What to produce – Repeat all of the records exactly, leaving out the pictures.
##############################
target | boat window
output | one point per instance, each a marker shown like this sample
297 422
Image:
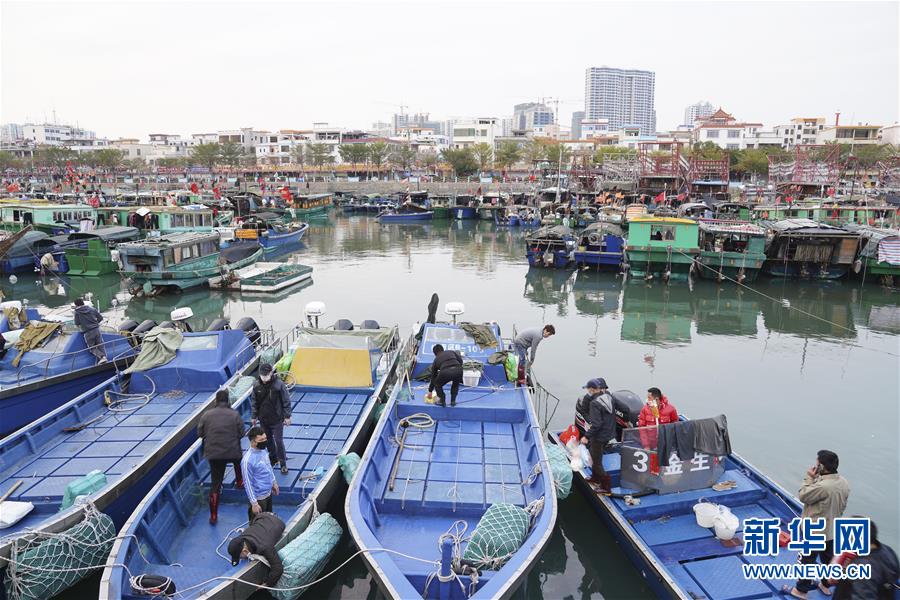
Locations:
203 342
##############################
Solution to this problem –
target | boat window
output | one point per instance, each a marker shown like this sample
297 422
Image:
Locations:
203 342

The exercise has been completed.